## TEXT SECTION
════════

There's plenty of imagination at work here, and one admires Peter Mills (book, music, and lyrics) and Cara Reichel (book and direction) for attempting a holiday concoction with an environmental consciousness and more than a touch of gravitas. But Mills and Reichel keep tripping themselves up. First, there's Reichel's busy, unfocused staging of the natural disasters, consisting mostly of kids running around and waving their arms. For major plot turns, characters annoyingly break the fourth wall and narrate—and prosaic narration it is: "They reached the vast plateau. It was strangely flat." The tone can be off: As Joshi, lost with Maya in a petrified forest, is turned by supernatural forces into stone, he cracks one-liners ("You're scared? I'm petrified") and sings the strangely jokey "Feel Free."

════════

## LISTING
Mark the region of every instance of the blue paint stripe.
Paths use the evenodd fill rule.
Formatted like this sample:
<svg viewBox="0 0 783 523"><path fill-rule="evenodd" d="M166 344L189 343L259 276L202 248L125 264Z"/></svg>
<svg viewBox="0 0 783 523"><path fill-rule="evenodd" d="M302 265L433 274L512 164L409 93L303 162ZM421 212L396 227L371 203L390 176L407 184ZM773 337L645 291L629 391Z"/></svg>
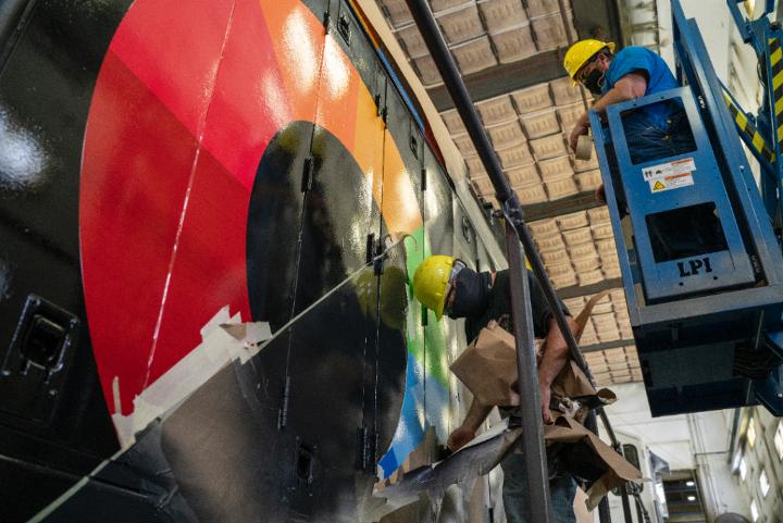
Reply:
<svg viewBox="0 0 783 523"><path fill-rule="evenodd" d="M397 78L397 74L395 74L394 67L391 67L391 64L386 59L386 55L384 54L383 50L376 49L378 57L381 58L381 61L383 62L384 66L386 67L386 71L388 72L389 76L391 76L391 80L394 82L395 87L397 87L397 90L402 96L402 100L405 101L406 105L408 105L408 109L413 114L413 120L415 120L417 125L419 125L419 130L424 133L424 120L422 120L421 115L419 114L419 111L417 111L415 105L413 105L413 102L411 101L410 97L408 96L408 92L402 88L402 84L400 83L399 78Z"/></svg>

════════

## STATED EXERCISE 1
Answer these questions about the theater review, marking each answer with the same letter:
(a) Who is credited with the book, music, and lyrics?
(b) What does Reichel's staging of the natural disasters mostly consist of?
(c) What one-liner does Joshi crack while being turned into stone?
## STATED EXERCISE 2
Carry the theater review forward from its final sentence.

## RESPONSE 1
(a) Peter Mills
(b) Kids running around and waving their arms
(c) "You're scared? I'm petrified"

## RESPONSE 2
Mills does write attractive melodies, and the title song and "Stories in the Stars," in which brother and sister read the skies to map their course, are appealing ballads. Finally, Maya, in a dark volcano that housed the planet's last evergreens, which she has accidentally burned down, engages in a metaphysical conversation with her grandmother, who leads her home and to a logic-defying happy ending.

The strong-voiced David Foley Jr. and Raphael Sacks help out a lot in supporting roles, and Erica Beck Hemminger's washed-out-cloth set effectively suggests desolation and decimation. But these feel like odd emotions to experience at such lengths in a holiday entertainment intended for all ages. Bring back Santa.


Presented by Prospect Theater Company at the Marjorie S. Deane Little Theater at the West Side YMCA, 5 W. 63rd St., NYC. Dec. 19–Jan. 3. Schedule varies. (212) 352-3101, (866) 811-4111, www.theatermania.com, or www.prospecttheater.org. Casting by Diana Glazer.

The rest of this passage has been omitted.